[Some records]
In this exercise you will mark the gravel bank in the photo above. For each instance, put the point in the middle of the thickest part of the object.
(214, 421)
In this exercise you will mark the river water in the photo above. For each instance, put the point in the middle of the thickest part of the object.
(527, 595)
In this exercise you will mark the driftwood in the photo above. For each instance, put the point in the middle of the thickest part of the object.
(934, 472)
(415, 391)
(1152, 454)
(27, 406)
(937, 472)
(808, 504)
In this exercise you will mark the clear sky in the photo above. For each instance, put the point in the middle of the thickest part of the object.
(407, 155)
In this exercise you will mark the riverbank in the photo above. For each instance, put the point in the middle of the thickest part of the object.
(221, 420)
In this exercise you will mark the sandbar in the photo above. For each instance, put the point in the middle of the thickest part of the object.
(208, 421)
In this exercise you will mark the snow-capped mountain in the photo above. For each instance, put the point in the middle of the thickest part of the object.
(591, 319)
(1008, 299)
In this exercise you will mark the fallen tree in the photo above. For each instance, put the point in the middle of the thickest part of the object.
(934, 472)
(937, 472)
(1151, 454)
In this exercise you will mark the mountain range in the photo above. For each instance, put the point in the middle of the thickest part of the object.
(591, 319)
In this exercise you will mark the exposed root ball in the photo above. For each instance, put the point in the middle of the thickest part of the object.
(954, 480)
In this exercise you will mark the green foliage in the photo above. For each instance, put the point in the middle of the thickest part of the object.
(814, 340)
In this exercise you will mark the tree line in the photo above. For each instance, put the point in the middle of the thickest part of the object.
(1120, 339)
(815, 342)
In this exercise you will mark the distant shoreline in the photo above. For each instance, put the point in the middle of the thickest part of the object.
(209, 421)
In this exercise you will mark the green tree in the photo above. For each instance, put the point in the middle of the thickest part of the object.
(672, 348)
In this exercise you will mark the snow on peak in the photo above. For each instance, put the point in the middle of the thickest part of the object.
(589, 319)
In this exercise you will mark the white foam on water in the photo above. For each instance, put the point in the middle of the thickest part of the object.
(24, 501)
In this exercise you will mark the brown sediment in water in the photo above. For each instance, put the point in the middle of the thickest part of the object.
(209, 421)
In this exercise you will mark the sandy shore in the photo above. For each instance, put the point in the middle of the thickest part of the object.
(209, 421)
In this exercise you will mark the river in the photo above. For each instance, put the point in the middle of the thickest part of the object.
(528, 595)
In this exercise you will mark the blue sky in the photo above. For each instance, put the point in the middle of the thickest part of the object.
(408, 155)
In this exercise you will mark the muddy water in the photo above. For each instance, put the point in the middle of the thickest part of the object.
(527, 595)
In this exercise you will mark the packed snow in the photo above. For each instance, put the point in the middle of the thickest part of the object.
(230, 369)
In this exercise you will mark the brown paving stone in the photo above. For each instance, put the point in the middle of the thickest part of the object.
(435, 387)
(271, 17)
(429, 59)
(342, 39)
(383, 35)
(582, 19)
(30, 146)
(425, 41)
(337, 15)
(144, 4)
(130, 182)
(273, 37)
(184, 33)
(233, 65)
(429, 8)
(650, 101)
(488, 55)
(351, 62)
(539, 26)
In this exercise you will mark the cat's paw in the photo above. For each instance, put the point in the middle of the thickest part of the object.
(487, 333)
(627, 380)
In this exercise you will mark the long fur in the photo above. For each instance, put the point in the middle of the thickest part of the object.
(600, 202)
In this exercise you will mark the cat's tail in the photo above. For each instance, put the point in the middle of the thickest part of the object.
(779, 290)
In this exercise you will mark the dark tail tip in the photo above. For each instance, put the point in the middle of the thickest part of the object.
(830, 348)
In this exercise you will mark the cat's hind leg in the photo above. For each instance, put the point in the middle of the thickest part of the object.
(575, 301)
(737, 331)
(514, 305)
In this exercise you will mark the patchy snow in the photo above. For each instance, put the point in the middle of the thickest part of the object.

## [Task]
Can you duplicate every one of the records above, line for line and without changing a word?

## [In response]
In this exercise you will mark the gravel bank in the photo above. For each instance, put the point in the middle of the thickest part of the object.
(214, 421)
In this exercise you will mark the river water in the photo above. For each instance, put the point in the middle of the thickest part of the object.
(527, 595)
In this exercise you will mark the driftwood in the photo above. For each instance, put the point in the middle of the thickest part of the object.
(934, 472)
(415, 391)
(1152, 454)
(27, 406)
(937, 472)
(808, 504)
In this exercise you will mark the clear sky in the photo above. For each instance, put the point in the middle of the thickest part of the object.
(407, 155)
In this exercise you will mark the riverbank in the photo above. For each instance, put the point in the middle of the thickest part of the object.
(221, 420)
In this exercise you will mark the sandbar in the photo above. For each instance, put the point in the middle of the thickest part of the object.
(208, 421)
In this exercise you will mark the snow-capped mountain in the photo above. For each instance, put the point in the middle of the thickest part of the object.
(591, 319)
(1008, 299)
In this exercise you will mark the fallen tree in the photo above. For each instance, put the point in the middle of the thickest part of the object.
(934, 472)
(937, 472)
(1151, 454)
In this exercise you will mark the mountain range in the photo above. For each instance, put the point in the middle of the thickest part of the object.
(591, 319)
In this exercise you will mark the exposed root ball in the photo above. For each instance, put the point in the middle of the thickest part of the object.
(954, 480)
In this exercise you will mark the green foliage in the photo above. For each instance, put the point in the middle of the thickest part of the object.
(814, 340)
In this exercise you will mark the tree line in the photo above. For each instance, put the point in the middle of the thickest part of the object.
(1120, 339)
(815, 342)
In this exercise you will mark the distant shoreline in the photo above. For each instance, put the point in the middle of the thickest part of the object.
(209, 421)
In this exercise you will mark the green tree in the photo above. For each instance, put the point in the middle of the thickest part of the object.
(672, 348)
In this exercise you will mark the snow on peak in the photo above. For each instance, put the point in the middle of the thickest part of the object.
(589, 319)
In this exercise you will mark the white foam on water in the photo above. For each instance, put the point in the middle of the thickest part of the object.
(24, 501)
In this exercise you will mark the brown sediment in water in the photo above. For each instance, put the point in the middle of the thickest part of the object.
(209, 421)
In this exercise you will mark the sandy shore in the photo above. For each instance, put the point in the middle of the thickest part of the object.
(209, 421)
In this exercise you will mark the river in the photo above. For each instance, put the point in the middle of the thickest part of the object.
(528, 595)
In this exercise you will mark the blue sky in the photo above. For each instance, put the point in the middle of the thickest part of the object.
(408, 155)
In this exercise you will mark the muddy water in the photo above. For each instance, put the point in the middle of the thickest part of the object.
(527, 595)
In this exercise you will mark the packed snow in the photo above. For each instance, put the point in the middle of the thickest part of the object.
(230, 369)
In this exercise you will mark the brown paving stone in the photo above. For each instance, put the point in the middle of the thickest part of the object.
(435, 387)
(271, 17)
(429, 59)
(342, 39)
(383, 35)
(582, 19)
(30, 146)
(425, 41)
(337, 15)
(144, 4)
(130, 182)
(273, 37)
(184, 33)
(233, 65)
(429, 8)
(650, 101)
(488, 55)
(351, 62)
(539, 26)
In this exercise you will mark the cat's paw in the photo above. For each instance, put the point in the middle of the thickest part of the object.
(487, 333)
(627, 380)
In this exercise you will mark the long fur in the photo above. For each instance, put the point in the middle of the thickest part of the object.
(600, 202)
In this exercise you will mark the cat's tail in the photo above. For each instance, put the point in the middle of the thickest part of the object.
(779, 290)
In this exercise you will mark the dark tail tip in the photo above. For each instance, put the point in the middle of the thickest part of the object.
(830, 348)
In this exercise you will mark the cat's hind leg in the photo above. For each instance, put the point in the middle of the thickest part of the object.
(575, 301)
(737, 331)
(514, 305)
In this exercise you will mark the patchy snow in the photo above. For each instance, put the point in the middle of the thickest part of the object.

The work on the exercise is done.